Please show every line in the records below that contains the word "wall", copying each one in full.

TASK DATA =>
──────────

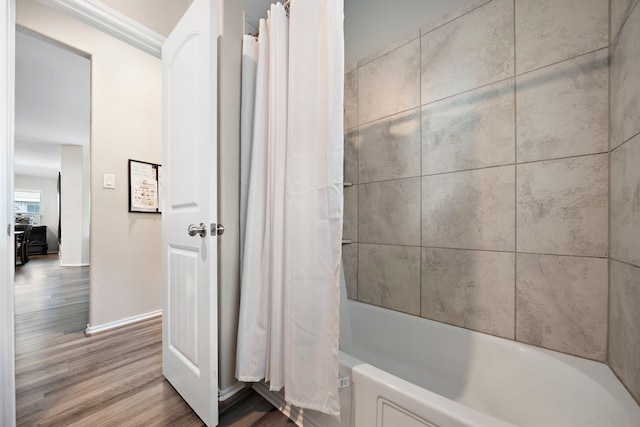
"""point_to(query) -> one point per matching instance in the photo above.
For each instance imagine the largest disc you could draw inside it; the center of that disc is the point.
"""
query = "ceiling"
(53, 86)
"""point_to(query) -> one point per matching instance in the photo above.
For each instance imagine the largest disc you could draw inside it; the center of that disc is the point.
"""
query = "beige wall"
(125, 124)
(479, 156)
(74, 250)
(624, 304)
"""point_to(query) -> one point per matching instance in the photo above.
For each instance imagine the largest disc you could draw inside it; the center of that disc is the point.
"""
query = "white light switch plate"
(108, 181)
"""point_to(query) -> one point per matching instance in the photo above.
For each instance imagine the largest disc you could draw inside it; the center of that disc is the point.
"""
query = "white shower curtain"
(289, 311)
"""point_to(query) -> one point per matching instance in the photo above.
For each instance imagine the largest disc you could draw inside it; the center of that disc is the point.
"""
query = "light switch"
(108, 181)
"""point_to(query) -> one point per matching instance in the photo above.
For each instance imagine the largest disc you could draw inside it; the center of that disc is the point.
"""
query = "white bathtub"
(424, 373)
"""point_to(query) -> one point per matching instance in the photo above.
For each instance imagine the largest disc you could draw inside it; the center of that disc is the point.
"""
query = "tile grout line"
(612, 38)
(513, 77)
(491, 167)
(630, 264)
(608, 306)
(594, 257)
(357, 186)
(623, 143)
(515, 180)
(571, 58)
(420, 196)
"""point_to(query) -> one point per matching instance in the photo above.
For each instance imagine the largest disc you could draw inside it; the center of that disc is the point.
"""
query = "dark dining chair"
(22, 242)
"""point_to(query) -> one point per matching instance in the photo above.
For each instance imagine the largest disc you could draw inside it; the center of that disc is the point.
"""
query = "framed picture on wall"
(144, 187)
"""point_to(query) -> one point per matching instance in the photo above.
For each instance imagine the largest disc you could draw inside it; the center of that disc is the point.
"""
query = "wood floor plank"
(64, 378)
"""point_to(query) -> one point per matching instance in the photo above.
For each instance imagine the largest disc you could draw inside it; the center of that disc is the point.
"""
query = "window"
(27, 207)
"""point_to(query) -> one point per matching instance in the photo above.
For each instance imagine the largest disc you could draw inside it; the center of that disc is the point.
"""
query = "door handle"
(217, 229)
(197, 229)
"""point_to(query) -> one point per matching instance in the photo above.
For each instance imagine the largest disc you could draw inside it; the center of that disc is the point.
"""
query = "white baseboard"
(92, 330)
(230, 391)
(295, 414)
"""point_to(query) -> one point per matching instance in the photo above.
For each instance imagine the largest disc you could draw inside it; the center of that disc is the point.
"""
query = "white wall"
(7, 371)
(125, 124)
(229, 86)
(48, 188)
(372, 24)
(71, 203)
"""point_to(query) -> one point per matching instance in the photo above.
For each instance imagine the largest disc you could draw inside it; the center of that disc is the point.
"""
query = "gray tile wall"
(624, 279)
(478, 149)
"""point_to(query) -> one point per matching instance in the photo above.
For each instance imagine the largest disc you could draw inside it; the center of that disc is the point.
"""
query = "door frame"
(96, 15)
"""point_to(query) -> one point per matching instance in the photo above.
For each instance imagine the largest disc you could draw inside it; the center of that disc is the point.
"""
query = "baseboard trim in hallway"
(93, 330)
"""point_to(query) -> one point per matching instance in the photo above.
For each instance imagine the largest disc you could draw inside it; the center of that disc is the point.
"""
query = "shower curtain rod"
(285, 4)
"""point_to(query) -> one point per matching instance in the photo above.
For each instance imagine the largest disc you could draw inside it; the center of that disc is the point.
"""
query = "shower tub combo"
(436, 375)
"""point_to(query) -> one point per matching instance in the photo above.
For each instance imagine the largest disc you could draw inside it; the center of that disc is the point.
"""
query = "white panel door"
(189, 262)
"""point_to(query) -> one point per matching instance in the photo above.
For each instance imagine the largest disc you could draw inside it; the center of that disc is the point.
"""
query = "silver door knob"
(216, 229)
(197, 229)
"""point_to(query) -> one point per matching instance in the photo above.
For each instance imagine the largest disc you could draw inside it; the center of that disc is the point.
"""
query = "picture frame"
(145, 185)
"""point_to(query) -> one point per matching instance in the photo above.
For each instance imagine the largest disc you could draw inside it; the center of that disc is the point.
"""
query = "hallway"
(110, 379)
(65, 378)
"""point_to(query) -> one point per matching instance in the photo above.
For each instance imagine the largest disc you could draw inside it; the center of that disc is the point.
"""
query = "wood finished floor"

──────────

TASK RESPONSE =>
query = "beige wall"
query = "framed picture on wall"
query = "white wall"
query = "gray tile wall"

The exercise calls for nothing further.